** Begin Passage shown **

Why do same/opposite electric charges repel/attract each other, respectively?

Because careful physicists have made an innumerable number of observations and have found that this is what nature does. There is a long history of observations before any theory could be solidified. They observed the behavior of attraction with some types , repulsion with others and defined the + and - to separate the two sets.

Classical electromagnetic theory modeled the behavior of charges very well , with Maxwell's equations. They show how, when positive and negative charges exist in nature they can be modelled with accurate mathematical solutions of the equations and one could think that your "why" would be answered by " because they fulfill Maxwell's equations".

Then quantum mechanics came as a revolutionary mathematical theory to describe phenomena measured in the microcosm, including charged elementary particles, and a theory was developed as explained in Michael Brown's answer above, which again models extremely well the behavior of charged particles, and your "why" can be answered by "because they fulfill quantum electrodynamical equations".

** End Passage shown **
** Begin Data shown **

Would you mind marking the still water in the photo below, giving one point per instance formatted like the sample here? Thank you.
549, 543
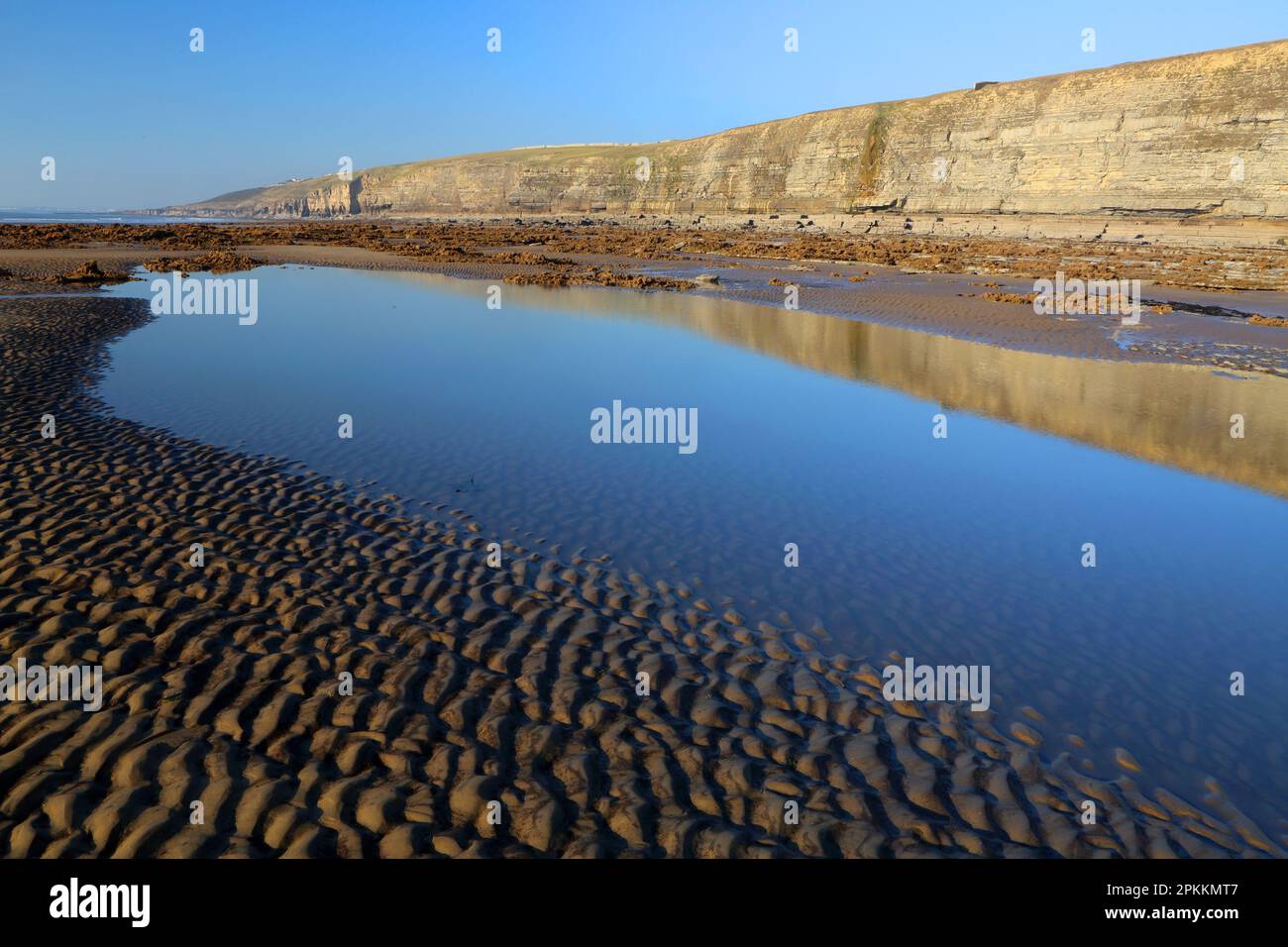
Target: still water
811, 431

** End Data shown **

Extend the passage on why like electric charges repel and opposite ones attract, starting right after its last sentence about quantum electrodynamical equations.

*Output for this task:*
You must perceive then that the "why opposite charges attract" with the answer "because that is what we have observed" becomes "because we have modeled mathematically the observations successfully". Then the question becomes why this mathematical model, and the answer is "because it describes the observations", circular.

I am pointing out that "why" questions can not be answered with physics. Physics can be successfully modeled mathematically with postulates and using the model one can show how the behavior of positive and negative charges under all sorts of experimental conditions can be predicted accurately, but not "why" they exist. The why gets the answer "because that is what we have observed nature to do".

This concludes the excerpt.